**** Excerpt to read ****

Professor of Otology and Laryngology, Harvard Medical School

Director, Eaton-Peabody Laboratories, Massachusetts Eye and Ear Infirmary

The inner ear is connected to the brain by 1) sensory neurons carrying information about incoming sound as well as 2) feedback pathways sending control signals from the brain back to the ear. These sensory (afferent) and feedback (efferent) pathways are each, in turn, composed of two fundamentally different kinds of neurons. Our research aims to understand why four different neuronal pathways are needed and what role each plays in hearing and deafness. We use a variety of approaches from systems neuroscience to cell and molecular biology.

**** Data section ****

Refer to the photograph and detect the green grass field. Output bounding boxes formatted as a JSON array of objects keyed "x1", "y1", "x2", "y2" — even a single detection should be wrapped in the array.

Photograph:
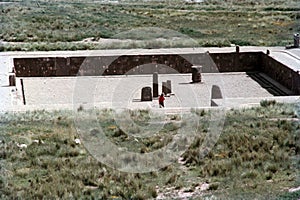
[
  {"x1": 0, "y1": 101, "x2": 300, "y2": 199},
  {"x1": 0, "y1": 0, "x2": 300, "y2": 51}
]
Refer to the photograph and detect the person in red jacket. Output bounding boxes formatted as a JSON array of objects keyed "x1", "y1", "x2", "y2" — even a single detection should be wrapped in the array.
[{"x1": 158, "y1": 93, "x2": 165, "y2": 108}]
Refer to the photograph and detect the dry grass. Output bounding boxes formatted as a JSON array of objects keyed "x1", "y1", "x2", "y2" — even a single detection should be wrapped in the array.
[
  {"x1": 0, "y1": 0, "x2": 300, "y2": 51},
  {"x1": 0, "y1": 102, "x2": 300, "y2": 199}
]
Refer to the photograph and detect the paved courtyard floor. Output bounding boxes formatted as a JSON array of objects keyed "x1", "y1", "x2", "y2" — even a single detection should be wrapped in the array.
[{"x1": 10, "y1": 73, "x2": 292, "y2": 109}]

****

Problem requirements -
Write out the research summary from "Director, Eaton-Peabody Laboratories, Massachusetts" to "and molecular biology.", putting "nerve cells" in place of "neurons" each time it appears.

Task response -
Director, Eaton-Peabody Laboratories, Massachusetts Eye and Ear Infirmary

The inner ear is connected to the brain by 1) sensory nerve cells carrying information about incoming sound as well as 2) feedback pathways sending control signals from the brain back to the ear. These sensory (afferent) and feedback (efferent) pathways are each, in turn, composed of two fundamentally different kinds of nerve cells. Our research aims to understand why four different neuronal pathways are needed and what role each plays in hearing and deafness. We use a variety of approaches from systems neuroscience to cell and molecular biology.